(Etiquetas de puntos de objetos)
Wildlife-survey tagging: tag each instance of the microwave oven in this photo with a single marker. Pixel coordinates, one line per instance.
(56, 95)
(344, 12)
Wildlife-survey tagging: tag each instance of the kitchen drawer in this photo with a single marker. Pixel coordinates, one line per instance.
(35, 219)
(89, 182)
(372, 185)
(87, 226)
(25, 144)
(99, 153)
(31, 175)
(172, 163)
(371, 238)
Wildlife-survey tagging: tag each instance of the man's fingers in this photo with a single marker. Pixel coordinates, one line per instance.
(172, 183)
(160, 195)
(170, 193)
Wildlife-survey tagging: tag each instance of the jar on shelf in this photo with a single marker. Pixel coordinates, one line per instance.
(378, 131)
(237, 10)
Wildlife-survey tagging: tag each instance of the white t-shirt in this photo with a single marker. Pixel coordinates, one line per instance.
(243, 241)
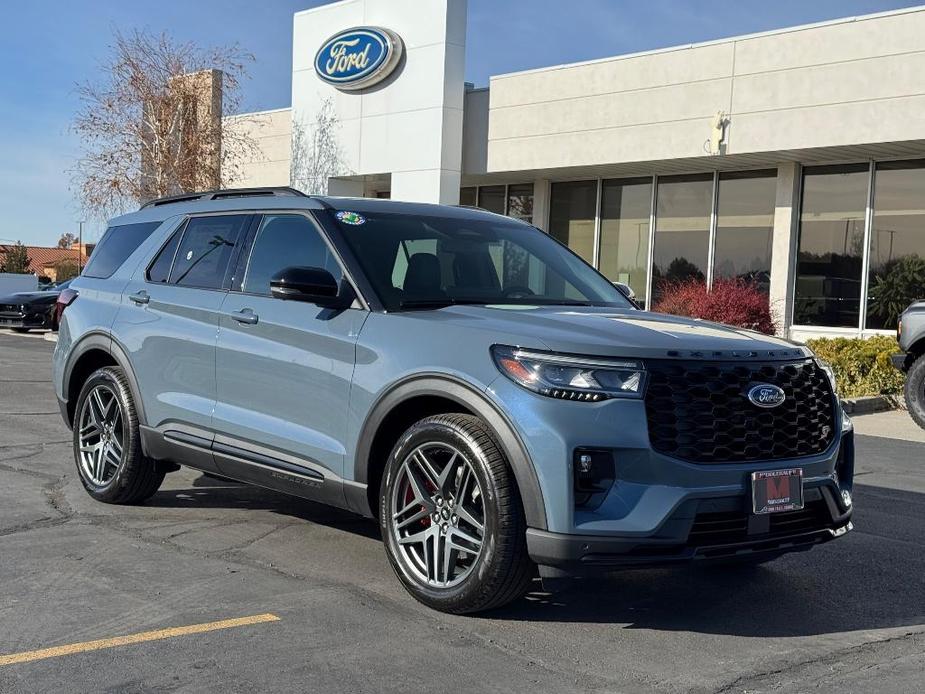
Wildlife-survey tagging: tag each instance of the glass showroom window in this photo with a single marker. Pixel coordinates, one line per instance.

Instrucción escrita
Vuelve a escribir todos los datos anteriores reemplazando "Wildlife-survey tagging" por "Object tagging", sin cambiar nada más. No incluyas la imagen en tu respuesta.

Resultado final
Object tagging: tag each instance of the microwave oven in this photo with a single marker. Pixel coordinates, one line per instance.
(56, 95)
(344, 12)
Object tagging: tag each instance of the kitchen drawer in this photo with a single marker. Pixel coordinates, one line per instance.
(35, 219)
(89, 182)
(372, 185)
(87, 226)
(25, 144)
(99, 153)
(31, 175)
(172, 163)
(371, 238)
Object tagging: tag each instance of the man's fingers in this photo with a single marker. Pixel coordinates, one line per instance.
(172, 183)
(160, 195)
(170, 193)
Object tagging: tag each instance of the jar on shelf in this photo with a single marker. Pixel coordinates, one line per instance.
(378, 131)
(237, 10)
Object tagging: tag each instance of the white t-shirt in this photo with a single marker. Pixel coordinates, one line per instance.
(243, 241)
Object tagging: tag each instance of the glass showroom window in this photo with a single marker. Pixel coordinates, one line per instance.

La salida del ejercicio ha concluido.